Records provided |
## start
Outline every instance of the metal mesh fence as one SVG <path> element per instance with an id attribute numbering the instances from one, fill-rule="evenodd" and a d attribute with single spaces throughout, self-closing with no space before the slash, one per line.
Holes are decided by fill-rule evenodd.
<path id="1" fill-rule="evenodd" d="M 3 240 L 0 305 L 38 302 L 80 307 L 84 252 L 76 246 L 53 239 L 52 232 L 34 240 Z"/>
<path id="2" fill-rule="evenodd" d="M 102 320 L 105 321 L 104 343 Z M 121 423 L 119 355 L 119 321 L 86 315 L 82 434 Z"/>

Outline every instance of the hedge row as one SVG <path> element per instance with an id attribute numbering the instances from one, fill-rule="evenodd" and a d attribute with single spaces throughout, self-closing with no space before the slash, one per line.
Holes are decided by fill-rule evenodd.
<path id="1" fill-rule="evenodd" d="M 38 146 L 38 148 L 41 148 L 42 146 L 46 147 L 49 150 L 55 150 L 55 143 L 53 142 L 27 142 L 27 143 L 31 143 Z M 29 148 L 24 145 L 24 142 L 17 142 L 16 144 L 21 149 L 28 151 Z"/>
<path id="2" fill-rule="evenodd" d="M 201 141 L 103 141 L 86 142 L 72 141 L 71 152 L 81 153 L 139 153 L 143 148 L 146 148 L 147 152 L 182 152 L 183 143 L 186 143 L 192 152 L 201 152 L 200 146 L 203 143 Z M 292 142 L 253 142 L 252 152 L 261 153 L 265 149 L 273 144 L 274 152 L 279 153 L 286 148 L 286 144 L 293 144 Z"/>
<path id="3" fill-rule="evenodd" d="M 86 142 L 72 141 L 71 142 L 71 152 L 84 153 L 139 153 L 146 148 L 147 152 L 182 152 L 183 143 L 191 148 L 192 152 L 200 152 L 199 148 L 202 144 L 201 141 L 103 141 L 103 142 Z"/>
## end
Task goal | Recast the two items above as a two-column CSV with the header columns instruction and output. Give one row per item, holding its text and its answer, each in a single quoted field, with line breaks replaced by spaces.

Solution for this task |
instruction,output
"Outline every instance of the metal mesh fence as one SVG <path> element per instance with an id attribute numbering the instances from one, fill-rule=""evenodd"" and a d attribute with single spaces throughout, self-closing with no space before the slash, one per line. Holes are decided by fill-rule evenodd.","<path id=""1"" fill-rule=""evenodd"" d=""M 3 240 L 0 305 L 38 302 L 80 307 L 84 252 L 76 246 L 53 239 L 52 232 L 34 240 Z""/> <path id=""2"" fill-rule=""evenodd"" d=""M 102 320 L 105 321 L 104 343 Z M 121 423 L 119 355 L 119 321 L 86 315 L 82 434 Z""/>"
"Outline every instance of the hedge row as one SVG <path> element per instance with an id attribute numbering the instances from one, fill-rule=""evenodd"" and a d attribute with single spaces throughout, self-closing with no space before the slash, one per line. Holes are decided by fill-rule evenodd.","<path id=""1"" fill-rule=""evenodd"" d=""M 38 146 L 38 148 L 41 148 L 42 146 L 46 147 L 49 150 L 55 150 L 55 143 L 53 142 L 27 142 L 27 143 L 31 143 Z M 29 148 L 24 145 L 24 142 L 17 142 L 16 144 L 21 149 L 28 151 Z""/> <path id=""2"" fill-rule=""evenodd"" d=""M 201 141 L 103 141 L 86 142 L 72 141 L 71 152 L 81 153 L 139 153 L 143 148 L 146 148 L 147 152 L 182 152 L 183 143 L 186 143 L 192 152 L 201 152 L 200 146 L 203 143 Z M 292 142 L 253 142 L 252 152 L 261 153 L 265 149 L 273 144 L 274 152 L 279 153 L 286 148 L 286 144 L 293 144 Z""/> <path id=""3"" fill-rule=""evenodd"" d=""M 86 142 L 72 141 L 71 142 L 71 152 L 84 153 L 139 153 L 146 148 L 147 152 L 182 152 L 183 143 L 191 148 L 192 152 L 200 152 L 199 148 L 202 144 L 201 141 L 103 141 L 103 142 Z""/>"